Output the full listing below exactly, without the pictures.

— start of Extracted entries —

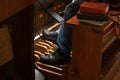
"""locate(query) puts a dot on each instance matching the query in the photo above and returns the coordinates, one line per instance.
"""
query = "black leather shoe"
(56, 58)
(51, 36)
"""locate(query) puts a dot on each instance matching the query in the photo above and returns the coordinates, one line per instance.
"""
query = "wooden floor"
(116, 76)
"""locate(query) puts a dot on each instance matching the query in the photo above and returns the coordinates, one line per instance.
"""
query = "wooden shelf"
(111, 60)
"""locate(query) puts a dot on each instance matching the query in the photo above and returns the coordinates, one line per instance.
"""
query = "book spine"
(92, 11)
(92, 17)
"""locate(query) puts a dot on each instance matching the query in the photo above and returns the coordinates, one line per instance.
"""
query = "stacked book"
(93, 13)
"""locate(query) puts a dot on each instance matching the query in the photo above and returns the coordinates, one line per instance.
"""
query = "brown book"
(94, 8)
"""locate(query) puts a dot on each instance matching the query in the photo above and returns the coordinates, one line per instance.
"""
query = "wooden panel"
(3, 10)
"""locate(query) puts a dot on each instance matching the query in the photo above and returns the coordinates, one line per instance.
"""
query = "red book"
(94, 8)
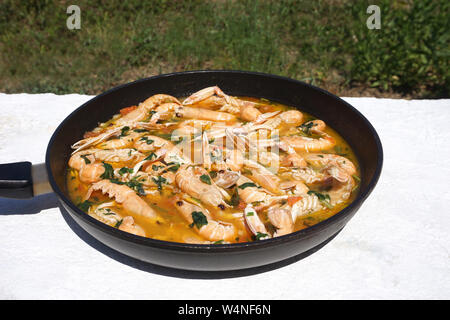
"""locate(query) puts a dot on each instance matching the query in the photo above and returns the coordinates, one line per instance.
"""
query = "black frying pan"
(16, 180)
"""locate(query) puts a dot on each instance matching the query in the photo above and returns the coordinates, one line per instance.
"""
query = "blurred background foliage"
(325, 43)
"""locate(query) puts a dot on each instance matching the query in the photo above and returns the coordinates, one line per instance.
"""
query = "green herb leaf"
(151, 156)
(205, 179)
(147, 140)
(118, 223)
(85, 158)
(159, 181)
(246, 185)
(140, 130)
(199, 219)
(234, 201)
(85, 205)
(260, 235)
(109, 171)
(174, 168)
(324, 198)
(156, 168)
(124, 131)
(213, 174)
(124, 170)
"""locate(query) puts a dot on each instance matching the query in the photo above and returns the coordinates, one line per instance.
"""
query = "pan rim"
(220, 248)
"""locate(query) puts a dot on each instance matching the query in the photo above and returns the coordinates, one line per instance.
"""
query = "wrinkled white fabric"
(396, 247)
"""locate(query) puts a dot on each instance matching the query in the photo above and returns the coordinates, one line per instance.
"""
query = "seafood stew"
(211, 168)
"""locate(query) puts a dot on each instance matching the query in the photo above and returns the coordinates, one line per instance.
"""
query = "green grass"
(325, 43)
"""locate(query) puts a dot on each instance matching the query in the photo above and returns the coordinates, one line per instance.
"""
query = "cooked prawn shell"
(213, 230)
(126, 196)
(189, 180)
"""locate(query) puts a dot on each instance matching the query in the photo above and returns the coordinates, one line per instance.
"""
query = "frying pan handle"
(22, 180)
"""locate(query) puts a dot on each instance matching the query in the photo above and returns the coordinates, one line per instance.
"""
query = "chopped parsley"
(339, 151)
(213, 174)
(85, 205)
(260, 235)
(156, 168)
(205, 179)
(136, 186)
(324, 198)
(234, 201)
(124, 131)
(140, 130)
(125, 170)
(109, 171)
(151, 156)
(118, 223)
(159, 181)
(247, 184)
(306, 127)
(147, 140)
(199, 219)
(85, 158)
(173, 167)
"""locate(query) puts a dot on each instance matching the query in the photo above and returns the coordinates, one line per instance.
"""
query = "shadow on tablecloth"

— end of Extracted entries —

:: Task solution ::
"""locate(query) puts a dot on each instance matching the query in the photo above and returns the coordinates, one line per instance.
"""
query = "black leather shoe"
(56, 58)
(51, 36)
"""locate(query) puts a dot on each instance matching the query in the photo above and returns the coordinates, one line per instance.
"""
query = "wooden floor"
(116, 76)
"""locate(query) puts a dot on each instance matching the query in the photo above and returns the coordinates, one line per instance.
"""
query = "wooden shelf"
(111, 60)
"""locate(query) puts a dot on each instance matching the query in the photo above and returns the coordinates, one line per instance.
"""
query = "book spine"
(92, 11)
(92, 17)
"""locate(query) puts a dot on each instance matching the query in the photo above and returns the coordinates, one line per instance.
"""
query = "stacked book"
(93, 13)
"""locate(query) puts a dot on each instance matching the query in the photo above and returns the coordinates, one line per instance.
"""
query = "brown book"
(94, 8)
"""locate(query) puts a dot on each instance matching the query in the photo above and returns the coordinates, one line per instance.
"""
query = "wooden panel"
(3, 10)
"""locate(query) puts a dot on each instance matching the query in the photo above and returns the coordinates, one line per instance.
"""
query = "red book"
(94, 8)
"""locate(query) puts a dot on each instance matching the query in the photo above and returns the coordinates, one line per instance.
"""
query = "black frying pan"
(16, 180)
"""locate(query) puts a dot on each instance matching the query in the photo above and returns the coordinates, one line per instance.
"""
query = "blurred background foliage"
(325, 43)
"""locate(query) puts a dot on each instance matching the query in the photo above and returns the coordinates, one line per instance.
"""
query = "green herb leaf"
(151, 156)
(205, 179)
(147, 140)
(118, 223)
(85, 158)
(159, 181)
(246, 185)
(140, 130)
(199, 219)
(234, 201)
(85, 205)
(260, 235)
(109, 171)
(174, 168)
(324, 198)
(156, 168)
(124, 131)
(213, 174)
(124, 170)
"""locate(query) puts a dot on each instance matching the query in the photo above and returns the coordinates, one line per instance.
"""
query = "pan rim"
(220, 248)
"""locate(query) puts a dot on each instance matching the query in the photo above and returns the coordinates, one line per instance.
"""
query = "wrinkled white fabric"
(396, 247)
"""locate(query) puts a dot on each instance matching the query in the photo above and returns the coordinates, one line per instance.
"""
query = "seafood stew"
(211, 168)
"""locate(query) puts a dot on each instance matching the query in the photo above and returns the coordinates, one line per instance.
"""
query = "green grass"
(325, 43)
"""locate(query) puts a dot on each instance matching the query in the photo above and returns the coordinates, one line per instance.
"""
query = "cooked prawn shell"
(213, 230)
(126, 196)
(189, 180)
"""locate(query) puts a dot on each instance matching the query in the photo above and returns the coordinates, one line per instance.
"""
query = "frying pan handle"
(22, 180)
"""locate(query) puts a dot on each instance matching the query in the photo above and returns the coordinates, one line per instance.
"""
query = "chopped parsley"
(339, 151)
(213, 174)
(85, 205)
(260, 235)
(156, 168)
(205, 179)
(136, 186)
(324, 198)
(234, 201)
(124, 131)
(140, 130)
(125, 170)
(109, 171)
(151, 156)
(118, 223)
(159, 181)
(247, 184)
(306, 127)
(147, 140)
(199, 219)
(85, 158)
(173, 167)
"""locate(query) puts a dot on each instance matching the query in the photo above and returns the coordinates, one line per instance.
"""
query = "shadow on tablecloth"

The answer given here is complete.